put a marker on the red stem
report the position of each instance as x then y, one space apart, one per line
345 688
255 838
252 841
+===+
Rewrite the rows above as a JSON list of strings, one string per line, leaving out any blank lines.

[
  "put a marker on the red stem",
  "report the position of each instance as x then y, one space apart, one per line",
  "345 688",
  "255 838",
  "252 841"
]